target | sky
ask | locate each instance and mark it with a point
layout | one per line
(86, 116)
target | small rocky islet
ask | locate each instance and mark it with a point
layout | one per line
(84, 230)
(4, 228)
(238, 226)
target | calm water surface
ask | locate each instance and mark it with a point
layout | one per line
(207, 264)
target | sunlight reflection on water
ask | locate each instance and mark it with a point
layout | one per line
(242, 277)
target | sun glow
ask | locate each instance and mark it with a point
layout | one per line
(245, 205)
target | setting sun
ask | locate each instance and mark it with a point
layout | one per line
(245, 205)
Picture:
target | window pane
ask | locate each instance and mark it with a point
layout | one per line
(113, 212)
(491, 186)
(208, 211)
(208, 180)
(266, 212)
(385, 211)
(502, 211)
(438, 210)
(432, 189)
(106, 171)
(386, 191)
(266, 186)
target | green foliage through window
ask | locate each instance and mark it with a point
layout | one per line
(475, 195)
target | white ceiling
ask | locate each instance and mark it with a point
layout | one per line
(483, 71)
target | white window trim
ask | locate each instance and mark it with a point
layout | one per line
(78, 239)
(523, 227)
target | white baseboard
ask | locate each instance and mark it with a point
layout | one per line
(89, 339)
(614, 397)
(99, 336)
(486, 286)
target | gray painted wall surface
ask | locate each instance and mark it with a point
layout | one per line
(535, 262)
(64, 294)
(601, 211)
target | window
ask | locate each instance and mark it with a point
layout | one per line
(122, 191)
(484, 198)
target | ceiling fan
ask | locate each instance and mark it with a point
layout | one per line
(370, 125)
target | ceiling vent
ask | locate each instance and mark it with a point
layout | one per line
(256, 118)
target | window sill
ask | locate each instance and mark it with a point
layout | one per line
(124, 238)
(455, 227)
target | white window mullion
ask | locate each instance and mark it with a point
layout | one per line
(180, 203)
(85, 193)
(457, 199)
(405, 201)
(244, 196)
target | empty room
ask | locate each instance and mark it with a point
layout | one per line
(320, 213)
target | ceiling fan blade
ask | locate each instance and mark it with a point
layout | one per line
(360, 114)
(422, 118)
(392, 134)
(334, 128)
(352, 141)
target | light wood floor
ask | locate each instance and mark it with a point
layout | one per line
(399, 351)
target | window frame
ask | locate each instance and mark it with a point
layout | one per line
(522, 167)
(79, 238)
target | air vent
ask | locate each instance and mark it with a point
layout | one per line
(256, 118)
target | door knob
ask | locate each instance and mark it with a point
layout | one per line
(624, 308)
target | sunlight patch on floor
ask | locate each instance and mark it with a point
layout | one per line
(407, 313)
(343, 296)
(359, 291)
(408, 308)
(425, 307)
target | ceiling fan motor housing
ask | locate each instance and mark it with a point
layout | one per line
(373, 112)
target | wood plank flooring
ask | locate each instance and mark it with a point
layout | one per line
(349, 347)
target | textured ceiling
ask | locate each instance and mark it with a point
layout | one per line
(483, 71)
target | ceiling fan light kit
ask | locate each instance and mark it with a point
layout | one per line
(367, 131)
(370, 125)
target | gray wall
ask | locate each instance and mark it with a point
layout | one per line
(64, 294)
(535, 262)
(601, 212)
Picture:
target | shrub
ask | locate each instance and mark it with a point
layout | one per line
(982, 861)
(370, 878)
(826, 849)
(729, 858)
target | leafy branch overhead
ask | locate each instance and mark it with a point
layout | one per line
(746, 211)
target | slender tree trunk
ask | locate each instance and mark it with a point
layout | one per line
━━━━━━━━━━━━━━━━━━━━
• Task requirements:
Locate all lines in the listing above with the word "window" and copy them.

• Result of the task:
target | window pane
target | green foliage through window
target | white window trim
target | window
target | window sill
target | white window mullion
target | window frame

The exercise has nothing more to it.